提示文
· · · · · · ·

イノベーションを生み出すには、デジタルとアナログ双方での環境づくりが重要

パネルディスカッションレポート【IT Leaders Forum 競争戦略としてのワークスタイル革新】

2016年12月28日(水)森 英幸(IT Leaders編集部)

2016年11月29日、インプレスは「IT Leaders Forum 競争戦略としてのワークスタイル革新」セミナーを都内で開催した。当日は、ユーザー事例のほか、Sansan、ワークスモバイルジャパン、Box Japanの最新ソリューションを詳説するセッションが設けられた。本稿では、パネルディスカッションの様子から、イノベーションと働き方改革の関係について迫ってみたい。

イノベーションには創発的なコミュニケーションが不可欠

PwCコンサルティング合同会社 シニアマネージャー 井手健一氏

 あらゆる業界で新たなビジネスモデルを生み出す原動力となっているデジタル革命は、同時に人々の働き方も大きく変えようとしている。むしろ、働き方改革が先で、新たなビジネスの創出はそれに付随するものと捉えることもできる。

 本セミナーで実施されたパネルディスカッションのテーマは「イノベーション創出企業に聞くワークスタイル」。モデレーターはPwCコンサルティングの井手健一氏が務め、パネリストにはリクルートホールディングスの長谷川潤氏とグーグルの津谷由里氏が登壇した。

 ディスカッションの冒頭に井手氏は、デジタル革命の旗手ともいえる新興のメガプレーヤーが次々と登場していることに触れた。例えばタクシー業界には車両を所有しない「Uber」が、メディア業界にはコンテンツを作成しない「Facebook」が、宿泊業界には宿泊施設を所有しない「Airbub」が、新たなイノベーションを生み出し、業界を席巻している。

 これらはほんの一例にすぎず、他のあらゆる業界にもその驚異は迫っており、業界構造を変革しないと生き残れないという危機感が広がっている。井手氏は、イノベーションを起こすには、創発的なコミュニケーションが行われるように企業体質を変革する必要があると主張する。

· · · · · · ·

記録の抜粋
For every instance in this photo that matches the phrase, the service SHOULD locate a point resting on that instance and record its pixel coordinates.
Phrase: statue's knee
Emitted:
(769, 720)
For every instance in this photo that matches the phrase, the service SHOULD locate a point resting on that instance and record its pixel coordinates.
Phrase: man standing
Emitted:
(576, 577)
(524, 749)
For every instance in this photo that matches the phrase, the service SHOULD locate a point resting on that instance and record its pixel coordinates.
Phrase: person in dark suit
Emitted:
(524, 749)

· · · · · · ·

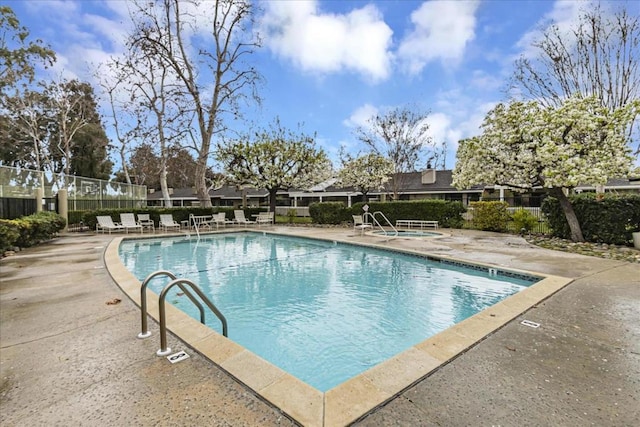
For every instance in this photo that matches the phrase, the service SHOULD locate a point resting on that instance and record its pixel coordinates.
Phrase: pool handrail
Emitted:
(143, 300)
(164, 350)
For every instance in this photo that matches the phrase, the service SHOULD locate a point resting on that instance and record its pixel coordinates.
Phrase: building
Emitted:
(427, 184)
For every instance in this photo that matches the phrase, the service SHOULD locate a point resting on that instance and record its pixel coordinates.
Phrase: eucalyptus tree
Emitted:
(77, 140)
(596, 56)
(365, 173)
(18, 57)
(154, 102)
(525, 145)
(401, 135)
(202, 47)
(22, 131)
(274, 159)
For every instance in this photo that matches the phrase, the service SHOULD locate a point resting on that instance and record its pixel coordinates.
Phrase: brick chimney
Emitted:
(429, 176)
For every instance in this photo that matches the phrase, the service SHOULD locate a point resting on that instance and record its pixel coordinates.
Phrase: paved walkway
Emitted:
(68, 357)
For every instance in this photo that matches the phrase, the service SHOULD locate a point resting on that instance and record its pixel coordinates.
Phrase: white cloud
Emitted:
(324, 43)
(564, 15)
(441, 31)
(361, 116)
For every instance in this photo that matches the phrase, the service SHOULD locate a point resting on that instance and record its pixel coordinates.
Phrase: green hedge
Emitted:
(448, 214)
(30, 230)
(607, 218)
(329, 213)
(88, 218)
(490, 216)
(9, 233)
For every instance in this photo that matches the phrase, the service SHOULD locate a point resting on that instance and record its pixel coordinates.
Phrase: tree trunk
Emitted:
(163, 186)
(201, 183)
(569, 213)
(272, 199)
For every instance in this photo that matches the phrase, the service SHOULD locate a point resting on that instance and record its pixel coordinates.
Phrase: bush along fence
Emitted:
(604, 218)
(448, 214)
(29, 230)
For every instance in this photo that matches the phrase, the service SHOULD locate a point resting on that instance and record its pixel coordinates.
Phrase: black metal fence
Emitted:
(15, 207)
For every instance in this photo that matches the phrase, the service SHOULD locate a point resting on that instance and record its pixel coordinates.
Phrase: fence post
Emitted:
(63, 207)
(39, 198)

· · · · · · ·

課題 1
働き方改革とイノベーションを扱った記事で、パネルディスカッションのモデレーターを務めた人物は誰か。
課題 2
働き方改革とイノベーションを扱った記事を、最後の文の直後から書き継げ。

解答 1
PwCコンサルティングの井手健一氏である。

解答 2
 「変革のためには、多数のアイデアを試していくしかないだろう。そのためには、まずアイデアが常に生み出されるように企業体質を変えるしかない。組織的にアイデアを生み出すには、創発的なコミュニケーションが必要だ(図1)。ビジネスのコミュニケーション手段としてメールが浸透しているが、メールに頼りすぎている企業が多いのではないかと常々感じている。メールはすぐに返事をしなくてもよいツールであり、アイデアをダイナミックに展開する用途には適していない。コミュニケーションと働き方のあり方を考える時期にきているのではないか」(井手氏)。

図1:アイデア創出をサポートする仕組みがイノベーションを起こす<出典:井手氏のプレゼン資料より>

会社がコミュニケーションを取りやすい環境を作ることが重要

株式会社リクルートホールディングス 管理本部 セキュリティ統括室 グループマネージャー/株式会社リクルートアドミニストレーション 働き方推進プロジェクト 長谷川 潤氏

 この井手氏の問いかけに対し、リクルートのグループ企業にバックオフィス機能を提供するリクルートアドミニストレーションにおいて働き方推進プロジェクトに参画する長谷川氏は、まずリクルートのコミュニケーション重視の姿勢を説明した。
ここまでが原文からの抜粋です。